● YOUR GOAL: Count the lines in the entries below that contain the string "shirt", treating case as significant, and reply with only that number.
-- Begin INPUT RECORDS --
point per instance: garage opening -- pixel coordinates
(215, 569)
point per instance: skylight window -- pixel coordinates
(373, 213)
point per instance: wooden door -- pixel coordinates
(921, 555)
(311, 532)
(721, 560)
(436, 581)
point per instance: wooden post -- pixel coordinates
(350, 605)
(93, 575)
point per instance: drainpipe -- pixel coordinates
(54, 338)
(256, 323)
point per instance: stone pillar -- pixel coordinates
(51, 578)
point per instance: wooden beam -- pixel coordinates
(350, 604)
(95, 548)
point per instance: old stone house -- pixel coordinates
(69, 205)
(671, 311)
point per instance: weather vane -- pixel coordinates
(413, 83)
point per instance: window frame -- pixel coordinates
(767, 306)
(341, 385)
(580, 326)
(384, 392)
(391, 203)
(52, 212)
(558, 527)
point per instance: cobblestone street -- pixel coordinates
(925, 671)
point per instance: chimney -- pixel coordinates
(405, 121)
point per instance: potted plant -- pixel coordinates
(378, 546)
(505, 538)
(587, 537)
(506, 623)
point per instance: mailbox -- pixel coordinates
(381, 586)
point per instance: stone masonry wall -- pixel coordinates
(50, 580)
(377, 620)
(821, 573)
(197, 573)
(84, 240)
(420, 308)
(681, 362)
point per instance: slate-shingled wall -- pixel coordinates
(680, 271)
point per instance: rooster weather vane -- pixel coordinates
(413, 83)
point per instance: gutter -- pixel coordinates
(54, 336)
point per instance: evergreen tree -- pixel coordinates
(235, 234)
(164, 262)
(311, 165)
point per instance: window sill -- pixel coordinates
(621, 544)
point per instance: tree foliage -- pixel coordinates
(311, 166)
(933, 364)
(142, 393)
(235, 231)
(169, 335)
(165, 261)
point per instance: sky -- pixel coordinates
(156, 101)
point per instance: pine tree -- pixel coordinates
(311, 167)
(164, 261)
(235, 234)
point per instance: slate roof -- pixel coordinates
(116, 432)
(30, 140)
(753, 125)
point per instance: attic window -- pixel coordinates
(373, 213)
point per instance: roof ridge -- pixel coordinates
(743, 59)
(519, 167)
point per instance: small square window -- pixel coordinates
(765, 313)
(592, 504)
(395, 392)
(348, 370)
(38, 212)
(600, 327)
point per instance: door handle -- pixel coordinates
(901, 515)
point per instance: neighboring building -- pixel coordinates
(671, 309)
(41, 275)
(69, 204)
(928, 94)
-- End INPUT RECORDS --
-- Begin INPUT RECORDS --
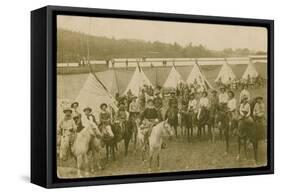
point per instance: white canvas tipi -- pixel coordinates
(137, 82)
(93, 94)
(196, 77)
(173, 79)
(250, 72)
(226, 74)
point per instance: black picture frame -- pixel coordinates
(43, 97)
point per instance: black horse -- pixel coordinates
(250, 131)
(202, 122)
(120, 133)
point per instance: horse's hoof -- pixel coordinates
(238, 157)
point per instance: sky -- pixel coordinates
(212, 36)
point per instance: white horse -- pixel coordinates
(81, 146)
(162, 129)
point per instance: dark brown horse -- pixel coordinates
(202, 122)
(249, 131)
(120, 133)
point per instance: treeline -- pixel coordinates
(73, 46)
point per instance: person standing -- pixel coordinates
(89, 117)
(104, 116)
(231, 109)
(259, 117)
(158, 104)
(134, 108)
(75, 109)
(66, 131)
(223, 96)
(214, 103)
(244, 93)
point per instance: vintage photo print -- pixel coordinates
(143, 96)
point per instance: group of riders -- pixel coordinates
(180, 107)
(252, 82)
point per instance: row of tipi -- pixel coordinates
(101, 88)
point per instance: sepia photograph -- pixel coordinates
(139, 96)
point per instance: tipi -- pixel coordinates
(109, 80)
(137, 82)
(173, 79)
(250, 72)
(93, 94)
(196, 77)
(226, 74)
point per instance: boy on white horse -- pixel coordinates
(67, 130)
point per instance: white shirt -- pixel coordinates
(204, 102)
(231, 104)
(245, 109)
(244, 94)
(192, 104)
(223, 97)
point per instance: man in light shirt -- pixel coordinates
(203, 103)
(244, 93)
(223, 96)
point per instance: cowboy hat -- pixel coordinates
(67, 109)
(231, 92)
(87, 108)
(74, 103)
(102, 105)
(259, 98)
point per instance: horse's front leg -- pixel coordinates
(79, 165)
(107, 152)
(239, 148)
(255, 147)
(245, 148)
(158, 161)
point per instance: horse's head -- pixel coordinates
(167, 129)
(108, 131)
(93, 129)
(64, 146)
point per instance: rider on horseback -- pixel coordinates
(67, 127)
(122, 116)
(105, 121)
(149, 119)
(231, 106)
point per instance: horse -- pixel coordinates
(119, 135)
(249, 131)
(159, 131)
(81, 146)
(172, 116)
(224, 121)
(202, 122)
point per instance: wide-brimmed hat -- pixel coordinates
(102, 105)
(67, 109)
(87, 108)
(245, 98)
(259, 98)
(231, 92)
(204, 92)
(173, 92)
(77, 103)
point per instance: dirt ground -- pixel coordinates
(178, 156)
-- End INPUT RECORDS --
● SOLUTION TO THIS TASK: 2